[Collection entries]
┄┄┄┄┄┄┄┄┄┄

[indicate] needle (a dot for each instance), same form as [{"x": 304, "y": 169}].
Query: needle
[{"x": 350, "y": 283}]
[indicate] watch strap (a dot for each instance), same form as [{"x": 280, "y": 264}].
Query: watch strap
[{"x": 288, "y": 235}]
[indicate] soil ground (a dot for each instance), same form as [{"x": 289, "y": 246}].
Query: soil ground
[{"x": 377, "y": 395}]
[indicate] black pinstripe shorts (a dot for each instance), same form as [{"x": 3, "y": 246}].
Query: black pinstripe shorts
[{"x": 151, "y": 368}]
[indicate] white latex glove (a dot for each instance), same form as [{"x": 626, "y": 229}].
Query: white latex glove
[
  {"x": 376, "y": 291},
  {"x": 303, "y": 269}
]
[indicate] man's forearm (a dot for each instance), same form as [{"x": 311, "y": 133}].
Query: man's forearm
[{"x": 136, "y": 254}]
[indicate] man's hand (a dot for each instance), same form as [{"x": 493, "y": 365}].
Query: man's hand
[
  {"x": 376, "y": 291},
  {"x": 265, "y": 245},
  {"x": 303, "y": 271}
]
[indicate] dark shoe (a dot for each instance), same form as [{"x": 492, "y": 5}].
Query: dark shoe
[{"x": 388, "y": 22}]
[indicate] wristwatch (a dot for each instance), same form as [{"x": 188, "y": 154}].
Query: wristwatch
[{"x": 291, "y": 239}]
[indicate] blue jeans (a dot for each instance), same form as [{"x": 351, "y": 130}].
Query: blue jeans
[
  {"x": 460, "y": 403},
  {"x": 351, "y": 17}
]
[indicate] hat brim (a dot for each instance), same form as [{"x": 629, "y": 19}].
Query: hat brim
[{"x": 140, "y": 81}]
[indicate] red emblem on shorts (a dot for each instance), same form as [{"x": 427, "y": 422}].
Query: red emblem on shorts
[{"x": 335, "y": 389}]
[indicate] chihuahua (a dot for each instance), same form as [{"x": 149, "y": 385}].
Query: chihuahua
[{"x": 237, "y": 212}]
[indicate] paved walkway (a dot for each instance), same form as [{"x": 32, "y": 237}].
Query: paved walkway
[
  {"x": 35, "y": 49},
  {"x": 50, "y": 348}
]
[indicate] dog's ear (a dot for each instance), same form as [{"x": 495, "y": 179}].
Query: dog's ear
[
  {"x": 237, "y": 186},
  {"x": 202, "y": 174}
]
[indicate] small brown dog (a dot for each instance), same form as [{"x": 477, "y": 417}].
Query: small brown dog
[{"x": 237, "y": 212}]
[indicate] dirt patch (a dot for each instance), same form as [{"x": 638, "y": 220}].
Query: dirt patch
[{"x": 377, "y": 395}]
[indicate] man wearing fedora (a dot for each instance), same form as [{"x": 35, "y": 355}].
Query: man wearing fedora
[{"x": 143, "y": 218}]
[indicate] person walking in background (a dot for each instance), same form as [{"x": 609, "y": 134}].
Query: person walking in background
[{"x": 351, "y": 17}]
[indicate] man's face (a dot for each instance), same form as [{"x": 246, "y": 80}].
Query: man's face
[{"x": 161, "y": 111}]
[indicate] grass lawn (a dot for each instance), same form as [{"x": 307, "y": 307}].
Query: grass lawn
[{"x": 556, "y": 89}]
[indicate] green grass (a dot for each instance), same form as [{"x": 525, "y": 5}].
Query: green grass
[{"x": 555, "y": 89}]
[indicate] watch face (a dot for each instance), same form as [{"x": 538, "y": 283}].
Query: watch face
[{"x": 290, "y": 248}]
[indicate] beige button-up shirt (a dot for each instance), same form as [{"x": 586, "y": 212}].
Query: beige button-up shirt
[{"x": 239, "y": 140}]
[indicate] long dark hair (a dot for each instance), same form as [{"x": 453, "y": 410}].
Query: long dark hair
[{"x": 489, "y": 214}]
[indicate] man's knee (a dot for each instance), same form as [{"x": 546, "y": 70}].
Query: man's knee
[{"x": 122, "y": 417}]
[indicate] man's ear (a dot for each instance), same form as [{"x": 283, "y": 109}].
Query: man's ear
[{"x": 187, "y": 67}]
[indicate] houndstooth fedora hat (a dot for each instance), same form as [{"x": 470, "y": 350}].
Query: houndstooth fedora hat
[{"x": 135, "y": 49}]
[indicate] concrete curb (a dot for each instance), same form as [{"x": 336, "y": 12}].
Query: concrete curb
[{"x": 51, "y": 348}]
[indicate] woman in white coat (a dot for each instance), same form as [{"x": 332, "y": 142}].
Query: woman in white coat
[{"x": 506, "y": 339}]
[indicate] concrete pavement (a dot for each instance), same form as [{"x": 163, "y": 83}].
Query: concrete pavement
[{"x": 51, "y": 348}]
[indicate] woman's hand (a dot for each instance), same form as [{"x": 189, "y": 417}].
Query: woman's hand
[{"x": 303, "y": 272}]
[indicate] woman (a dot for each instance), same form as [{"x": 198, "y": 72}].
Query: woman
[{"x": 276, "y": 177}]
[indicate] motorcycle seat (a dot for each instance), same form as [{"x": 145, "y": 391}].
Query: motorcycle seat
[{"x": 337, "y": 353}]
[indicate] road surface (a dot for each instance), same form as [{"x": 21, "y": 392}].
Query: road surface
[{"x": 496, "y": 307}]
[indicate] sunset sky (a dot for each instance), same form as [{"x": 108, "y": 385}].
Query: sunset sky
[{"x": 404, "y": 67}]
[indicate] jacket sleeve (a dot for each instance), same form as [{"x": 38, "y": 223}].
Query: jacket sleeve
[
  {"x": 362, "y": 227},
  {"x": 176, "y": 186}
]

┄┄┄┄┄┄┄┄┄┄

■ Activity ■
Restate each line above word for word.

■ Output for this task ■
[indicate] needle (a dot for each instance), same form as [{"x": 304, "y": 169}].
Query: needle
[{"x": 350, "y": 283}]
[indicate] watch strap (a dot for each instance), same form as [{"x": 280, "y": 264}].
Query: watch strap
[{"x": 288, "y": 235}]
[indicate] soil ground (a dot for each instance), same form as [{"x": 289, "y": 246}].
Query: soil ground
[{"x": 377, "y": 395}]
[indicate] black pinstripe shorts (a dot for each instance), same form as [{"x": 3, "y": 246}].
Query: black pinstripe shorts
[{"x": 151, "y": 368}]
[indicate] white latex glove (a dot for each instance), same form as [{"x": 626, "y": 229}].
Query: white latex glove
[
  {"x": 376, "y": 291},
  {"x": 303, "y": 269}
]
[indicate] man's forearm (a dot for each instance), same form as [{"x": 311, "y": 133}].
Query: man's forearm
[{"x": 136, "y": 254}]
[indicate] man's hand (a dot for each instance), same form as [{"x": 493, "y": 365}].
Query: man's hand
[
  {"x": 376, "y": 291},
  {"x": 265, "y": 245},
  {"x": 303, "y": 271}
]
[indicate] dark shoe (a dot for each instance), same form as [{"x": 492, "y": 5}].
Query: dark shoe
[{"x": 388, "y": 22}]
[indicate] wristwatch (a dot for each instance), same form as [{"x": 188, "y": 154}].
Query: wristwatch
[{"x": 291, "y": 239}]
[indicate] blue jeans (a dot for each instance), same form as [{"x": 351, "y": 130}].
Query: blue jeans
[
  {"x": 460, "y": 403},
  {"x": 351, "y": 17}
]
[indicate] hat brim (a dot for each instance), same form as [{"x": 629, "y": 19}].
Query: hat brim
[{"x": 140, "y": 81}]
[indicate] red emblem on shorts (a dot for each instance), same form as [{"x": 427, "y": 422}].
Query: red emblem on shorts
[{"x": 335, "y": 389}]
[indicate] chihuahua (a dot for each instance), same form as [{"x": 149, "y": 385}].
Query: chihuahua
[{"x": 237, "y": 212}]
[indicate] paved walkway (a dot for each instance), same form as [{"x": 32, "y": 237}].
Query: paved walkway
[
  {"x": 35, "y": 49},
  {"x": 50, "y": 348}
]
[indicate] dog's ear (a dot for each instance), same form as [{"x": 495, "y": 179}].
Query: dog's ear
[
  {"x": 237, "y": 186},
  {"x": 202, "y": 174}
]
[indicate] small brown dog (a dot for each instance), same form as [{"x": 477, "y": 417}].
Query: small brown dog
[{"x": 237, "y": 212}]
[indicate] dirt patch (a dot for each instance), same form as [{"x": 638, "y": 220}].
Query: dirt patch
[{"x": 377, "y": 395}]
[indicate] man wearing fedora (a dot for each instance), same form as [{"x": 35, "y": 355}].
Query: man wearing fedora
[{"x": 143, "y": 218}]
[indicate] person walking in background (a dot for each instance), same form as [{"x": 609, "y": 134}].
Query: person walking in background
[{"x": 351, "y": 17}]
[indicate] man's face (a dot for each instance), same form as [{"x": 246, "y": 80}].
Query: man's face
[{"x": 161, "y": 111}]
[indicate] grass lawn (a dot for each instance), same form as [{"x": 307, "y": 307}].
Query: grass lawn
[{"x": 556, "y": 89}]
[indicate] green grass (a dot for each instance), same form as [{"x": 525, "y": 5}].
Query: green grass
[{"x": 555, "y": 89}]
[indicate] watch face (a dot for each instance), same form as [{"x": 538, "y": 283}].
Query: watch face
[{"x": 290, "y": 248}]
[indicate] beige button-up shirt (a dot for each instance), same form as [{"x": 586, "y": 212}].
Query: beige button-up shirt
[{"x": 239, "y": 140}]
[indicate] long dark hair (a dot for each instance), same form as [{"x": 453, "y": 410}].
Query: long dark hair
[{"x": 489, "y": 214}]
[indicate] man's knee (a dot for each instance), same form as [{"x": 546, "y": 70}].
Query: man's knee
[{"x": 122, "y": 417}]
[indicate] man's ear (a dot for each instance), same form as [{"x": 283, "y": 109}].
Query: man's ear
[{"x": 187, "y": 67}]
[indicate] houndstooth fedora hat (a dot for each instance), same form as [{"x": 470, "y": 350}].
Query: houndstooth fedora hat
[{"x": 135, "y": 49}]
[indicate] concrete curb (a dot for each instance), same form as [{"x": 336, "y": 12}].
Query: concrete curb
[{"x": 51, "y": 348}]
[indicate] woman in white coat (a dot for each instance), same form as [{"x": 332, "y": 142}].
Query: woman in white coat
[{"x": 506, "y": 339}]
[indicate] concrete pavement (a dot for each instance), same form as [{"x": 163, "y": 83}].
Query: concrete pavement
[{"x": 51, "y": 348}]
[indicate] woman's hand (a dot for each instance), same form as [{"x": 189, "y": 417}].
Query: woman's hand
[{"x": 303, "y": 272}]
[indicate] woman (a dot for each instance), same form as [{"x": 198, "y": 72}].
Query: woman
[{"x": 276, "y": 177}]
[indicate] motorcycle seat (a dot for each instance), same form as [{"x": 145, "y": 391}].
Query: motorcycle seat
[{"x": 337, "y": 353}]
[indicate] road surface (a dot for each instance), same form as [{"x": 21, "y": 392}].
Query: road surface
[{"x": 496, "y": 307}]
[indicate] sunset sky (a dot for each instance), same form as [{"x": 108, "y": 385}].
Query: sunset sky
[{"x": 404, "y": 67}]
[indicate] jacket sleeve (a dot for each instance), same form as [{"x": 38, "y": 223}].
Query: jacket sleeve
[
  {"x": 362, "y": 227},
  {"x": 176, "y": 186}
]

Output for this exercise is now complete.